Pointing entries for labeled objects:
★ ★ ★

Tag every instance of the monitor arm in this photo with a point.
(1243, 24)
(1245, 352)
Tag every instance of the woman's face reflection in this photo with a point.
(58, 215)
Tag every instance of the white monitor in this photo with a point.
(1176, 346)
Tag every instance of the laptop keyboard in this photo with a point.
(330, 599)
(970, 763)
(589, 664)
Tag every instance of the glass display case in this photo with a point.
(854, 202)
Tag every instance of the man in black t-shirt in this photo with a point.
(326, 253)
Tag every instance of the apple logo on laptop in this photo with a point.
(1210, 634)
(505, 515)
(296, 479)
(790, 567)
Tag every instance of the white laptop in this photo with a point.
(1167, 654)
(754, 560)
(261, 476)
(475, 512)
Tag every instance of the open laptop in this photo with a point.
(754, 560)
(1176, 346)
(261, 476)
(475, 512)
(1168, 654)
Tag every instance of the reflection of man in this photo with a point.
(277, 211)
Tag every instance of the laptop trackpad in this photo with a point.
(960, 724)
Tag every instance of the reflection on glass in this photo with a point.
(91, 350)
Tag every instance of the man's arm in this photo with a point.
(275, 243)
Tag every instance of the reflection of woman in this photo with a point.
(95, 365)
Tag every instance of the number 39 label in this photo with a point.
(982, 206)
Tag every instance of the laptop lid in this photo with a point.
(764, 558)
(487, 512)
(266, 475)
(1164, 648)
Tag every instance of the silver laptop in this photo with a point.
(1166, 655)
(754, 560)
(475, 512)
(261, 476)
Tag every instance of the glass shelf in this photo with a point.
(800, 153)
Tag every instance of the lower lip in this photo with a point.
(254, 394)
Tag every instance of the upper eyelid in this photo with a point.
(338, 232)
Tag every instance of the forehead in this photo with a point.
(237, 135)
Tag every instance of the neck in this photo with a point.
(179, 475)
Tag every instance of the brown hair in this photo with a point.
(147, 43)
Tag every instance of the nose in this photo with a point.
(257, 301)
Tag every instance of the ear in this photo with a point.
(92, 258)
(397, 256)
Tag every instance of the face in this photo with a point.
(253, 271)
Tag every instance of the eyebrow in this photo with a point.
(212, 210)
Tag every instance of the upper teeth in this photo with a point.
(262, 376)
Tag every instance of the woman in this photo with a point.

★ ★ ★

▶ **Aim**: Could you return all of the data above verbatim, line for line?

▶ **Output below**:
Tag every instance of the monitor arm in this photo with a point.
(1243, 24)
(1245, 352)
Tag every instance of the woman's face reflection in this photo with a point.
(58, 215)
Tag every instance of the white monitor in this photo with a point.
(1176, 346)
Tag every instance of the laptop keyboard in this photo with a point.
(330, 599)
(970, 763)
(589, 664)
Tag every instance of the glass display case in this photo with a point.
(854, 202)
Tag every instance of the man in black t-shirt in this photo with a point.
(326, 253)
Tag every instance of the apple logo on laptop in this photo with a point.
(1210, 634)
(505, 515)
(296, 479)
(790, 567)
Tag every instance of the white laptop in this photo with a point.
(1167, 654)
(754, 560)
(261, 476)
(475, 512)
Tag every instance of the open laptop in this photo with a point.
(754, 560)
(1176, 346)
(261, 476)
(475, 512)
(1168, 654)
Tag every instance of the reflection of man in this photo with a point.
(277, 211)
Tag every instance of the laptop trackpad in this photo with a point.
(960, 724)
Tag every instance of the reflection on glass in this photo with a point.
(91, 350)
Tag every instance of the man's arm in this photo with a point.
(275, 243)
Tag every instance of the reflection of woman in this photo with a point.
(95, 365)
Tag every instance of the number 39 label in this photo with a point.
(982, 206)
Tag every instance of the laptop lid in this photo with a point.
(764, 558)
(487, 512)
(266, 475)
(1164, 648)
Tag every instance of the silver laptop in this photo with a point.
(1166, 655)
(754, 560)
(475, 512)
(261, 476)
Tag every instance of the glass shelf in this photo with a point.
(800, 153)
Tag every instance of the lower lip in this photo with a point.
(254, 394)
Tag every instance of the upper eyelid in this photo with a point.
(338, 232)
Tag every instance of the forehead in this photo with a point.
(237, 135)
Tag every instance of the neck in this photo with a point.
(179, 475)
Tag every instance of the brown hair in this photo with a point.
(147, 43)
Tag every instance of the nose in this photo with a point.
(257, 301)
Tag every instance of the ear in this photo with a point.
(92, 258)
(397, 256)
Tag every instance of the face in this photo with a point.
(253, 271)
Tag every instance of the eyebrow in this photo with a point.
(212, 210)
Tag every instance of the upper teeth in this photo with a point.
(262, 376)
Tag every instance of the woman in this photo with a point.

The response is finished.